Task:
Extract each line of the records below that contains the string "certificate", and treat case as significant.

Raw records:
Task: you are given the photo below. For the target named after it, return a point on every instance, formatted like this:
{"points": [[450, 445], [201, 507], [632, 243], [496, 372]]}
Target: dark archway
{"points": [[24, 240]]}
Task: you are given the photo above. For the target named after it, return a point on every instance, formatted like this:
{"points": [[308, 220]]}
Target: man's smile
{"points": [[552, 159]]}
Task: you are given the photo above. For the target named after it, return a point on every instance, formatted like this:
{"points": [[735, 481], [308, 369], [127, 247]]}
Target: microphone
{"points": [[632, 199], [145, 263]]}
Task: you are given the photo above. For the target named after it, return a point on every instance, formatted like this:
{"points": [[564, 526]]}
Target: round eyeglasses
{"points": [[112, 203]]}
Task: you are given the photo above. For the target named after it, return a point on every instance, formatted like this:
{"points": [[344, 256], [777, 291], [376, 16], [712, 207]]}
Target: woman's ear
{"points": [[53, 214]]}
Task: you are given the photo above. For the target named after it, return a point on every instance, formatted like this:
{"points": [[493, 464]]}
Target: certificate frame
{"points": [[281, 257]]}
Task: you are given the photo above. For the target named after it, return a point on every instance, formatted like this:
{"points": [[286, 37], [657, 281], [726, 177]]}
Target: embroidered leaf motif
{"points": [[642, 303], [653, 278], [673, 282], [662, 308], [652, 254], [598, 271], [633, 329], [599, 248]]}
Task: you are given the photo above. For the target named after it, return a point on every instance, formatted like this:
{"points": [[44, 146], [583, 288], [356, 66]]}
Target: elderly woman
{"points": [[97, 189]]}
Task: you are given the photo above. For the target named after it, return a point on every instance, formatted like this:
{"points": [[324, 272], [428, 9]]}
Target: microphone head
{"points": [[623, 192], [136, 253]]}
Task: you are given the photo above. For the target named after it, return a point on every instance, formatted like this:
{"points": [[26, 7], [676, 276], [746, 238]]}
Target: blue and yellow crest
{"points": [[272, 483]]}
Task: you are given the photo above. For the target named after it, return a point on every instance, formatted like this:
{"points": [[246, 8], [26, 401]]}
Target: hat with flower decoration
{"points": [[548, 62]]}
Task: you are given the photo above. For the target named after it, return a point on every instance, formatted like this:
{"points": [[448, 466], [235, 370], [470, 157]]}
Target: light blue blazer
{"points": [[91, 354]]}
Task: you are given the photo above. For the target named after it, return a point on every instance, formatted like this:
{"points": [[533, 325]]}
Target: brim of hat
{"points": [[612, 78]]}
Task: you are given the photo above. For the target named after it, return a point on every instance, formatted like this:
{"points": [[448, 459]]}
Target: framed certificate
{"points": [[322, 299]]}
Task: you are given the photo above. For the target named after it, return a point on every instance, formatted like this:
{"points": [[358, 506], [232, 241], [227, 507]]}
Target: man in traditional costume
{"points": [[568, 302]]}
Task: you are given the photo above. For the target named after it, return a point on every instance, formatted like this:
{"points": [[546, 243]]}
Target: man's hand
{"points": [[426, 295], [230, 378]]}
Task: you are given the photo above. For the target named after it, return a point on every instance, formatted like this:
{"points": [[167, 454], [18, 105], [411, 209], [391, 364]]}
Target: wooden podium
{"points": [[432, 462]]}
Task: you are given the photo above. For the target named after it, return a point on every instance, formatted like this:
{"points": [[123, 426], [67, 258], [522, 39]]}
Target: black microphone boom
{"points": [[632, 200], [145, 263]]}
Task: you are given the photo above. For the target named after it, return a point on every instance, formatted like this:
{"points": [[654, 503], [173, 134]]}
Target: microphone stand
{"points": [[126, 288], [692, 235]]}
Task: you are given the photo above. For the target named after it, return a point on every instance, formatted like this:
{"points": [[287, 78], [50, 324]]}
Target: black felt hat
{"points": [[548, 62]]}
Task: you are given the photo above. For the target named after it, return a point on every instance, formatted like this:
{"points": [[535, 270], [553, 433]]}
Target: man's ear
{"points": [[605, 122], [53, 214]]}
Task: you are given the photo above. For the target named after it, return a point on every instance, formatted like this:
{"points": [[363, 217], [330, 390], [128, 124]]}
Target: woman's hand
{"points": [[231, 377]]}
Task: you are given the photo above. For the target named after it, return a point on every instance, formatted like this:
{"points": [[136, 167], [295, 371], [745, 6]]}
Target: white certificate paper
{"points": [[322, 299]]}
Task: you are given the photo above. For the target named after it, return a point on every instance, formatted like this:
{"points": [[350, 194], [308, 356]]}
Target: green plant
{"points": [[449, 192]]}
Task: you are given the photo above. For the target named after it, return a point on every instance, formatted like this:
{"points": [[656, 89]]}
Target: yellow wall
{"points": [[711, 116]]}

Task result:
Target: certificate frame
Target: framed certificate
Target: white certificate paper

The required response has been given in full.